(Selected passage)
________________________________________
# What am I missing!?



## ZE52414 (Aug 2, 2018)

Since when did these things start bringing this kind of money? The auction isn’t even over yet!!


----------



## stoney (Aug 2, 2018)

I think it is like many other things. When the top ranking of whatever your collecting goes to a price many either can't afford or will not pay, the lesser in the rank rise. Close is good enough in some cases.


----------



## ZE52414 (Aug 2, 2018)

stoney said:


> I think it is like many other things. When the top ranking of whatever your collecting goes to a price many either can't afford or will not pay, the lesser in the rank rise. Close is good enough in some cases.





I thought these things were bringing like 50$ I guess the price went up!? It’s not even in good shape. Kinda blows my mind. These pop up all the time around me for cheap. I’m gonna have to start buying them i guess.


----------



## Freqman1 (Aug 2, 2018)

I sold one of these a few years ago that was dead mint for $200 shipped and thought I did well. V/r Shawn


----------



## ZE52414 (Aug 2, 2018)

Freqman1 said:


> I sold one of these a few years ago that was dead mint for $200 shipped and thought I did well. V/r Shawn





I guess me not knowing the difference it could be a j33 fork lmao.


----------



## videoranger (Aug 3, 2018)

Mint in the box the Wally krates will be rusty.


----------



## parkrndl (Aug 3, 2018)

I sold one just like that locally last week for $150.  Same color.  Still have the black and green ones for now.

It's funny because when they first came out, I went to Wally World and bought the green one for, I think, $79.  Then in a few weeks when they went on clearance I bought the black and blue ones for something like $35.

--rick


----------



## ZE52414 (Aug 3, 2018)

This is non sense.


----------



## GTs58 (Aug 3, 2018)

Another fine example of how well educated some people are here in the US.


----------



## pedal4416 (Aug 3, 2018)

This started happening a few years back with the occ chopper Schwinn stingrays. I was working for an eBay store bike shop and we sold one for 899.99! We only got 5-600 for the next couple.


----------



## krateman (Aug 10, 2018)

It's a TOTAL frankenbike. Buy it, part it out.


----------



## krateman (Aug 10, 2018)

Ahh, the prices have gotten crazy, stupid for some of these bikes. Just recently, some idiot was trying or was successful in selling a '69 Krate for like $3000.+ I wanted to write him/her a strongly worded message. I decided to let any sucker buy it, if they were that stupid.


----------
________________________________________
(Provided data)
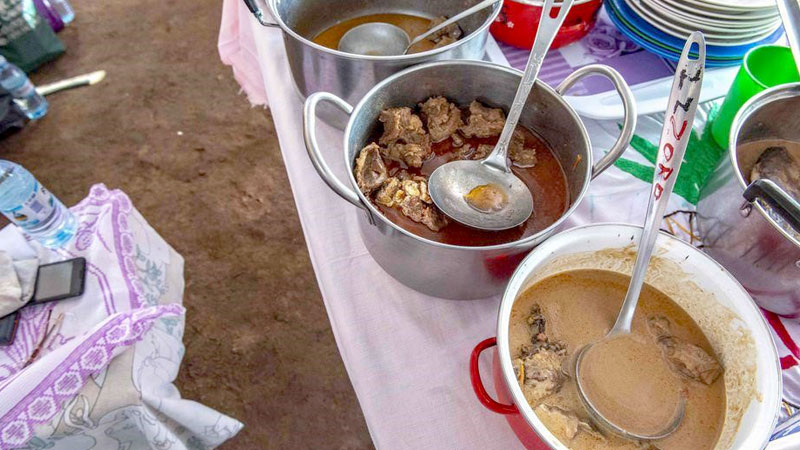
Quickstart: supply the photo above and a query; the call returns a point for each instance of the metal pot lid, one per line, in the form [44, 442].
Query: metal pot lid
[746, 113]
________________________________________
(Stated goal 1) Reproduce the forum thread on bike prices from "Mint in the" to "something like $35.".
(Stated goal 2) In the forum thread on bike prices, how much did Freqman1 get for the dead mint one he sold a few years ago?
(Stated goal 3) Put this sentence from the forum thread on bike prices into Spanish: "I sold one of these a few years ago that was dead mint for $200 shipped and thought I did well."
Nothing here depends on the material.

(Answer 1)
Mint in the box the Wally krates will be rusty.


----------



## parkrndl (Aug 3, 2018)

I sold one just like that locally last week for $150.  Same color.  Still have the black and green ones for now.

It's funny because when they first came out, I went to Wally World and bought the green one for, I think, $79.  Then in a few weeks when they went on clearance I bought the black and blue ones for something like $35.

(Answer 2) $200 shipped.

(Answer 3) Vendí uno de estos hace unos años, que estaba impecable, por 200 dólares con envío incluido y pensé que me había ido bien.